DATA IN THIS EXERCISE
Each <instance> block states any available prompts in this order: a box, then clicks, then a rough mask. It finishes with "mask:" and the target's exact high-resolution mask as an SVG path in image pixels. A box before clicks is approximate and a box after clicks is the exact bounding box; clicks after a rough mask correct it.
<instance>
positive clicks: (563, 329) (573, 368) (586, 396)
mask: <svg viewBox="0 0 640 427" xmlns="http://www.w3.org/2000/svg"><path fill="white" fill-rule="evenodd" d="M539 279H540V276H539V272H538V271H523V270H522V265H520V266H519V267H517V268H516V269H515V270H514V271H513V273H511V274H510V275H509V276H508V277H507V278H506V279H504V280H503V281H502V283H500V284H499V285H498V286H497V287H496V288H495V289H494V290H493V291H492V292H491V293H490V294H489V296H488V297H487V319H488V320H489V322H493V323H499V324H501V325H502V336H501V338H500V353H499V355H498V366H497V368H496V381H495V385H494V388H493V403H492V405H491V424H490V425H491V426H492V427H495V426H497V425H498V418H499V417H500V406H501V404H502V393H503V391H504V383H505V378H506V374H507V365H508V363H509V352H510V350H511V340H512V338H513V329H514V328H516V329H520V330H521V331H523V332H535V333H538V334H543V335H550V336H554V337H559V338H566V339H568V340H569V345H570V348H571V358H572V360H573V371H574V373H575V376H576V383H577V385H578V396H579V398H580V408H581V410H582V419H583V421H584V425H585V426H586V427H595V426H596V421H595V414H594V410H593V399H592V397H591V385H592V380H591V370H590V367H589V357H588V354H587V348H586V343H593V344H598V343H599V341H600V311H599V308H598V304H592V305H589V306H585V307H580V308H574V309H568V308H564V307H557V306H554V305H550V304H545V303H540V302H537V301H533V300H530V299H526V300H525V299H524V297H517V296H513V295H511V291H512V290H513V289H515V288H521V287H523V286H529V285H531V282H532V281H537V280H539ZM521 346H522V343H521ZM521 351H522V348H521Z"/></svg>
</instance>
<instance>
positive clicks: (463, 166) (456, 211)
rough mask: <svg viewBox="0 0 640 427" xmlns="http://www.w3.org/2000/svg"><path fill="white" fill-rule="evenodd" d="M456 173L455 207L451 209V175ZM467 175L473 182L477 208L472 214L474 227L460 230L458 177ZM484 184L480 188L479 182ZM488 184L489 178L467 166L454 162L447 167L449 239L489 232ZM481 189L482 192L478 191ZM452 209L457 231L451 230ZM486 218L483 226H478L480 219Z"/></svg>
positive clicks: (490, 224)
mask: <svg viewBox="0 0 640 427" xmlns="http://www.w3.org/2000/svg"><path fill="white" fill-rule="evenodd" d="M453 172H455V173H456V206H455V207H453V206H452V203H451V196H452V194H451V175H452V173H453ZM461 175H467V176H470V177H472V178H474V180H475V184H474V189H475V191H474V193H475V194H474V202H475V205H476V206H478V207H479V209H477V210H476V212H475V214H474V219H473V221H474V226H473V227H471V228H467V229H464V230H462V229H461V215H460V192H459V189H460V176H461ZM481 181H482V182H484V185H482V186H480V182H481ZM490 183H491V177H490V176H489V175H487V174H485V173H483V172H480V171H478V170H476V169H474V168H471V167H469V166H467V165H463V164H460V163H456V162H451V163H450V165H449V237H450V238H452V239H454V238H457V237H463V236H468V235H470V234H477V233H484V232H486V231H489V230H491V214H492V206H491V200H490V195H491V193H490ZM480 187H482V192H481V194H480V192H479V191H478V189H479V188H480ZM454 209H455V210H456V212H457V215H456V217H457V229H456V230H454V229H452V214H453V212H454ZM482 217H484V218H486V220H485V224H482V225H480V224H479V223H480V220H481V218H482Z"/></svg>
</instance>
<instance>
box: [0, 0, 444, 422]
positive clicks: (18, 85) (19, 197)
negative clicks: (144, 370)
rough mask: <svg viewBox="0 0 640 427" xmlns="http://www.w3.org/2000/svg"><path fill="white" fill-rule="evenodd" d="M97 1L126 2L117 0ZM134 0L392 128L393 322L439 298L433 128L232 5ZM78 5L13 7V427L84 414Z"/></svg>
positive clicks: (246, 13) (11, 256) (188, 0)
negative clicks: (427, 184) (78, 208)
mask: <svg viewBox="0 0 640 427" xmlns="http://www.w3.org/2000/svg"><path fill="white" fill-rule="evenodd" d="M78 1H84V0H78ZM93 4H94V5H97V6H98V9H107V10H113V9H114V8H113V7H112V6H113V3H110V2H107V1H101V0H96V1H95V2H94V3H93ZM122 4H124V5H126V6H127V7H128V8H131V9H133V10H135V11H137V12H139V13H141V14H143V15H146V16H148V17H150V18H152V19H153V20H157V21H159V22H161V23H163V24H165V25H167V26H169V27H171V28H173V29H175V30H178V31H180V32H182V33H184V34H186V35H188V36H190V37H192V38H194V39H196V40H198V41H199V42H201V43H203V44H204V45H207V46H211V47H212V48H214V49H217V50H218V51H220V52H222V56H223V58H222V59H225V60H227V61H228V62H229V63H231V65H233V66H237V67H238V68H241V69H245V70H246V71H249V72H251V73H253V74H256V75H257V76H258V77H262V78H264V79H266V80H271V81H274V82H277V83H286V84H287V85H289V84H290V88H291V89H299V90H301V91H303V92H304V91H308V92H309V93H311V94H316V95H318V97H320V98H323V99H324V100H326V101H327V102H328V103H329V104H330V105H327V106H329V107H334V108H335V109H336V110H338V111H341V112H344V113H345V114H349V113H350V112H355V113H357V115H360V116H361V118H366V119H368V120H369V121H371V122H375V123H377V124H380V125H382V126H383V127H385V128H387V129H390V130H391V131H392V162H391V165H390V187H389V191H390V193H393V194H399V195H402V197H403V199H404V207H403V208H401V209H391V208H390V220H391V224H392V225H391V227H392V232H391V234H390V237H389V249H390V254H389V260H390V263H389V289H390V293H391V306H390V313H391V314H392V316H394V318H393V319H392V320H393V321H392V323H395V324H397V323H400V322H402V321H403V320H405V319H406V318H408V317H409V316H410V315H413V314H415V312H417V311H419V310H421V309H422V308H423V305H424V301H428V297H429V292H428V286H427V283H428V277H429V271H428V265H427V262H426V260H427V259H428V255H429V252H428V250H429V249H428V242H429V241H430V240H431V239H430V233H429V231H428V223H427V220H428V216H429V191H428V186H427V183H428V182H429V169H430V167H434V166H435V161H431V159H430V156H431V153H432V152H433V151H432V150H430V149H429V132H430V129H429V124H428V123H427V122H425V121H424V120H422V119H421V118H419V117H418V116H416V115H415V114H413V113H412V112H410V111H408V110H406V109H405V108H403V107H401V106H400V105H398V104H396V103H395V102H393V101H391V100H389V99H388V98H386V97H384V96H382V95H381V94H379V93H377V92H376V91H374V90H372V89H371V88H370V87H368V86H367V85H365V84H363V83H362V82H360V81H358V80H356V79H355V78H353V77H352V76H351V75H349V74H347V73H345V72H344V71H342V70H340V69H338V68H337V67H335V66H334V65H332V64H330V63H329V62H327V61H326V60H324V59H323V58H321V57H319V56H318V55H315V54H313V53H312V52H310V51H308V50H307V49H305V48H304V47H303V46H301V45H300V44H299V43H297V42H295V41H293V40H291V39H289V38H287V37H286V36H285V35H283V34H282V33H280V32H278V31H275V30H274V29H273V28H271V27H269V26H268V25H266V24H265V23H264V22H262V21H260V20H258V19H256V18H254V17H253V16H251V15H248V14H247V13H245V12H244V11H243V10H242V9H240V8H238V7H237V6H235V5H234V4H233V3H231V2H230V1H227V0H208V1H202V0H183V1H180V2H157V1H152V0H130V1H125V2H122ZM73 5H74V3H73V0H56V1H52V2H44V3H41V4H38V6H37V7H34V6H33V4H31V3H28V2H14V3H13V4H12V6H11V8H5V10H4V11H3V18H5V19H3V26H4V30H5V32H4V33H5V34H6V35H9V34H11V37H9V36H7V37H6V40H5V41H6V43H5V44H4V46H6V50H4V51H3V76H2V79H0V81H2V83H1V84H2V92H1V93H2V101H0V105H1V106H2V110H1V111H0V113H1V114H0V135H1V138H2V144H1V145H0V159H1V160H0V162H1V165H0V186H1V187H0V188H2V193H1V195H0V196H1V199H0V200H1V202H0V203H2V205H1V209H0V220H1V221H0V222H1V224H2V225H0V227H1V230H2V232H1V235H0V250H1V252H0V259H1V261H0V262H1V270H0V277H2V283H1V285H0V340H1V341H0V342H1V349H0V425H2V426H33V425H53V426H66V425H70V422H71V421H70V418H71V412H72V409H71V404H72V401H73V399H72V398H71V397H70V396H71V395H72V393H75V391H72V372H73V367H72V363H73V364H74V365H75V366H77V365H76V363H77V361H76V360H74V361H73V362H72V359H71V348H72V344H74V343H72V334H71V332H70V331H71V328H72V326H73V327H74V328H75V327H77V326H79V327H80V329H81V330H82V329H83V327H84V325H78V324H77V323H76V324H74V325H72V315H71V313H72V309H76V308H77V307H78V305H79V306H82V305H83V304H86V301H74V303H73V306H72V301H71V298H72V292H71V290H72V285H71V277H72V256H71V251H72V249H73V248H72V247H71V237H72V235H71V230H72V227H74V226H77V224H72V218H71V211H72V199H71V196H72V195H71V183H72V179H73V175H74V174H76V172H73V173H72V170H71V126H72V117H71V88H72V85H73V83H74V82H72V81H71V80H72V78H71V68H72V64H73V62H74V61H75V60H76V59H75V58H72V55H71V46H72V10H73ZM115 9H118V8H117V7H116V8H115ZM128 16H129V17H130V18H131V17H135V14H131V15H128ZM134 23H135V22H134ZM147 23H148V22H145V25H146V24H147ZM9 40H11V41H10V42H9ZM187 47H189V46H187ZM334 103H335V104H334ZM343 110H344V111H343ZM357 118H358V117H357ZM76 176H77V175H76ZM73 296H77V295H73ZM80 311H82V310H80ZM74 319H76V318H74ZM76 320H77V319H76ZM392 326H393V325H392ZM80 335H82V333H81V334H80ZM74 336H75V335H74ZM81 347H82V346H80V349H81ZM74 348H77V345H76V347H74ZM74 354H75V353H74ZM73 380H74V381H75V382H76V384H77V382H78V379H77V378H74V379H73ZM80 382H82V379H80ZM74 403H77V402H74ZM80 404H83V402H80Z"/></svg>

EXERCISE
In the listing above, find the line containing "negative clicks: (144, 370)" and the line containing "positive clicks: (246, 13) (11, 256) (188, 0)", then retype both and every line between them exactly, with nothing else.

EXERCISE RESPONSE
negative clicks: (144, 370)
rough mask: <svg viewBox="0 0 640 427" xmlns="http://www.w3.org/2000/svg"><path fill="white" fill-rule="evenodd" d="M97 1L126 2L117 0ZM134 0L392 128L393 322L439 298L433 128L232 5ZM78 5L13 7V427L84 414Z"/></svg>
positive clicks: (246, 13) (11, 256) (188, 0)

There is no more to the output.